§ **WORK TO BE COMPLETED**:
Pull every line of text from the records below and reproduce each one verbatim, leaving out the pictures.

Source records
+ + +
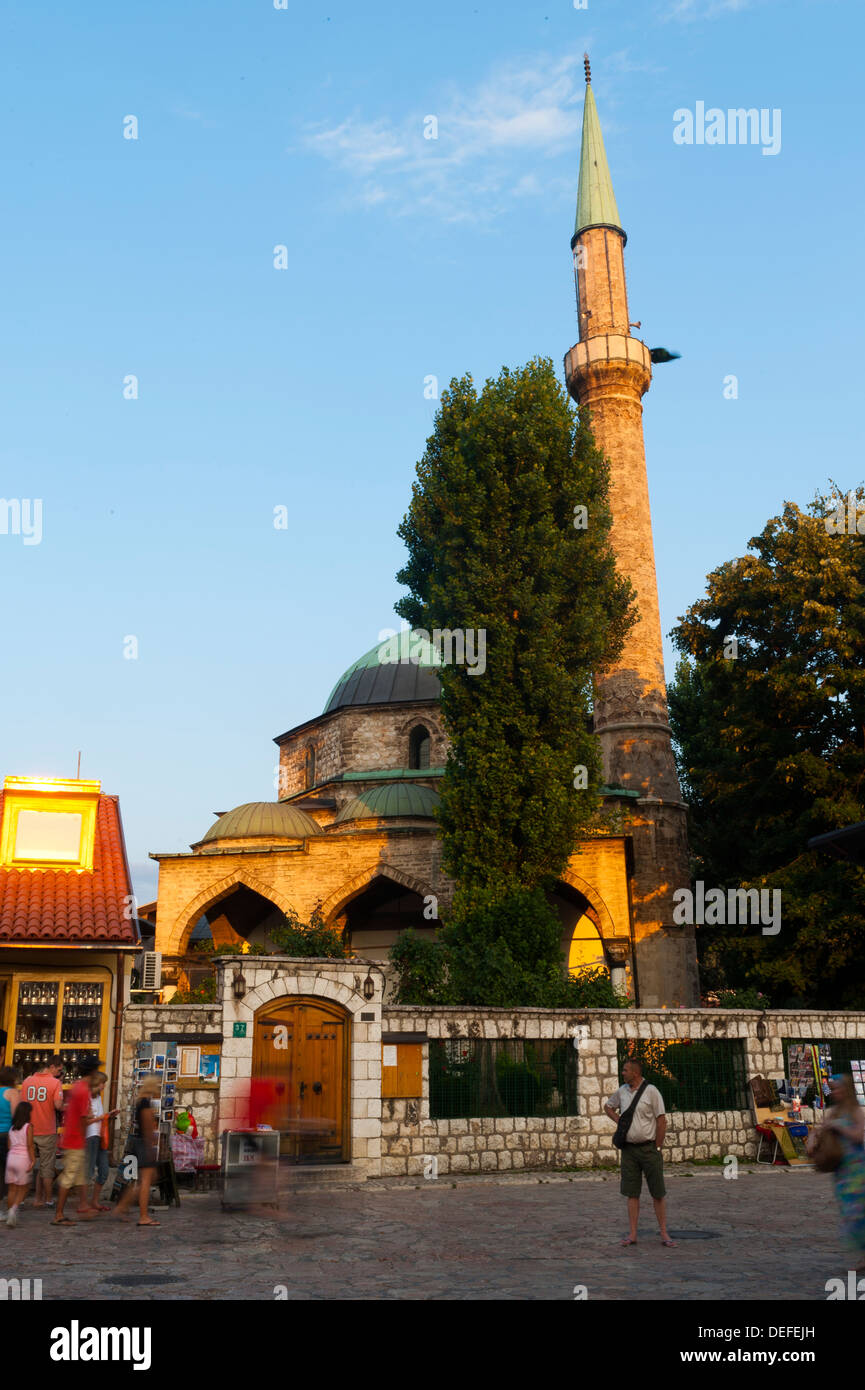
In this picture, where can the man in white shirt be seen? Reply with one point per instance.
(643, 1147)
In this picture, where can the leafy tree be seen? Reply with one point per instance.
(771, 733)
(497, 545)
(306, 938)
+ + +
§ **RIGHT ANSWER**:
In this picture, where can the man in white shirt be seen? Reply with one point per instance.
(643, 1147)
In this picture, where can the leafy tree be seen? Reply with one point per instance.
(771, 733)
(497, 545)
(306, 938)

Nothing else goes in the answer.